== Document section
Alice Cooper project soldiering on for Mesa kids The Mesa Tribune | The Hometown Newspaper for the city of Mesa, AZ

Alice Cooper project soldiering on for Mesa kids

Alice Cooper project soldiering on for Mesa kids

By Henry Greenstein
Tribune Contributor

After months of delays, the new Mesa Teen Center from Alice Cooper’s Solid Rock is slated to open early next year.

The nonprofit is shooting for a late-January opening, said Randy Spencer, who runs community partnerships for Solid Rock. Prior to the pandemic, the center had been originally slated to open this fall.

The center will feature a wide array of programs, including lessons in art, music and dance housed in a building just off Country Club Drive and Main Street.

The Mesa Solid Rock space is 12,000 square feet compared to the existing Phoenix center’s 28,000 square feet but it will include numerous studios, rehearsal rooms and a performance stage, as well as a basketball court and “teen room” housing games like air hockey and ping pong.

Expanding to Mesa will be a substantial step forward for Solid Rock, which for eight years has operated in just one location in North Phoenix.
====
## Exercise
According to the article on the Mesa Teen Center, how large is the Mesa Solid Rock space?
== Excerpted data
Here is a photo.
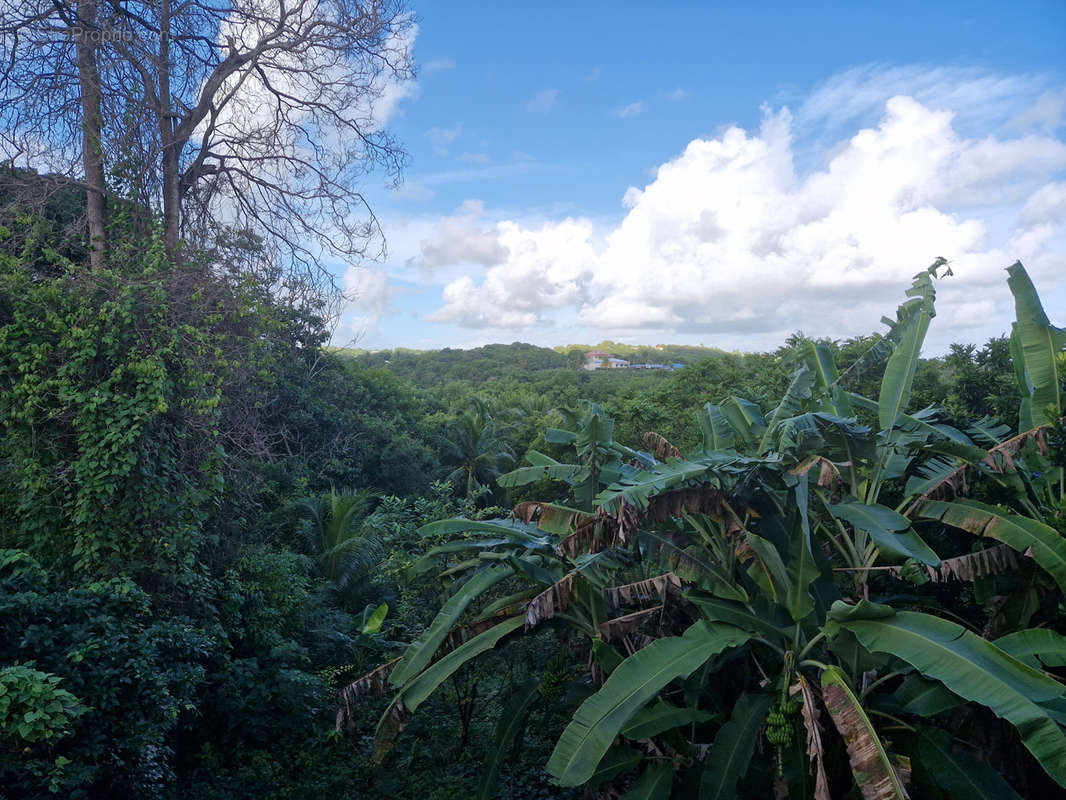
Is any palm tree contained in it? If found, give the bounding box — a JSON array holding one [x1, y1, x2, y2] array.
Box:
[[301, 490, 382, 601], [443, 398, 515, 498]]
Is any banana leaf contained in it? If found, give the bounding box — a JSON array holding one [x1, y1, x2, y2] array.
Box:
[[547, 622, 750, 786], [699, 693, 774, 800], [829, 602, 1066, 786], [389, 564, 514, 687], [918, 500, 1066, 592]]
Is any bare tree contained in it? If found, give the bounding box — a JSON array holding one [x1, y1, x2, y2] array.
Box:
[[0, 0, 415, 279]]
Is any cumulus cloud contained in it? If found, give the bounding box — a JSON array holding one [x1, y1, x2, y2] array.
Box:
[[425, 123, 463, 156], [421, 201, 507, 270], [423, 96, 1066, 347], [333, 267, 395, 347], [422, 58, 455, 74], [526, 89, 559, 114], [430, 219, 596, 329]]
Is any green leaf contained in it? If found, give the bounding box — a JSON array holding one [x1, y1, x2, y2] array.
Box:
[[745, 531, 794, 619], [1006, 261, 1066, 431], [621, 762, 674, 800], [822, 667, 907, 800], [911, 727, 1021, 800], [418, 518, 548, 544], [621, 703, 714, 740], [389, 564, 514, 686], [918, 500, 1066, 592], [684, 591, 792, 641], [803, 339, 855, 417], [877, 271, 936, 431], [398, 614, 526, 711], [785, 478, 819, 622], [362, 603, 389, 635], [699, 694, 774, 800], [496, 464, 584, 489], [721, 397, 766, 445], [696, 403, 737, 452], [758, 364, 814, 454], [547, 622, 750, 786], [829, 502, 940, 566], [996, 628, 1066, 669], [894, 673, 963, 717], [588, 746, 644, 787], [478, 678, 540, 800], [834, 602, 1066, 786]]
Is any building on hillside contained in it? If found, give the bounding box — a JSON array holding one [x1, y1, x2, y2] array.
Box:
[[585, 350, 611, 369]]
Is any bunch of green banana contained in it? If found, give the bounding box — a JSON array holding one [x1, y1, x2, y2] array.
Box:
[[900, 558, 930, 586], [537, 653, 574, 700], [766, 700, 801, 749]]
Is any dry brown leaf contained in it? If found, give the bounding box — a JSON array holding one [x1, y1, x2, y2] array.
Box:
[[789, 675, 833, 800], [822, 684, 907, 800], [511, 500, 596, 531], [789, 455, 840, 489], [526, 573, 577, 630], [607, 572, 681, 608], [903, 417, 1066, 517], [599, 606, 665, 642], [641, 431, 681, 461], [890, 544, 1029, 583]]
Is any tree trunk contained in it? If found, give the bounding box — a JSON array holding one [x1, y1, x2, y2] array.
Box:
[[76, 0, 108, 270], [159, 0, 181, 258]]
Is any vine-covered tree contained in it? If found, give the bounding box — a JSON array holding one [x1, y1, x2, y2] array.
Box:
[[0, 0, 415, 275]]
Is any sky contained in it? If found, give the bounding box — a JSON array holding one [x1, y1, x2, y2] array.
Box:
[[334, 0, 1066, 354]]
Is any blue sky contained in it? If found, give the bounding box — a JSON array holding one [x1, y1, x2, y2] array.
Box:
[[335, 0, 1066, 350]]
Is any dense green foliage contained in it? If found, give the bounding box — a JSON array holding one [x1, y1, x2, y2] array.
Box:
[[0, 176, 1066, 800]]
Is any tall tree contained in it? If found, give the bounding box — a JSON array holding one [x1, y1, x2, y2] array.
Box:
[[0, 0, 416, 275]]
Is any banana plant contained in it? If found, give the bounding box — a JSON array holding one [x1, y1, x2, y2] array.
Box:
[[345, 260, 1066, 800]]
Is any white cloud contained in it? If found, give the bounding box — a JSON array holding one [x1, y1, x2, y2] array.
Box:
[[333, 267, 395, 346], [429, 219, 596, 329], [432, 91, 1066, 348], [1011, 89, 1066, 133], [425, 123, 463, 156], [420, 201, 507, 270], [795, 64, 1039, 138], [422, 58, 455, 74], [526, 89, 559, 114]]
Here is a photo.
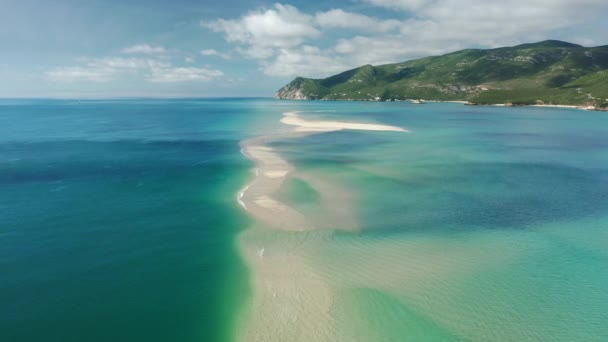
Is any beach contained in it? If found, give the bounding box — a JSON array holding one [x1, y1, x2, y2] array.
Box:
====
## Exercise answer
The Mesa Solid Rock space is 12,000 square feet.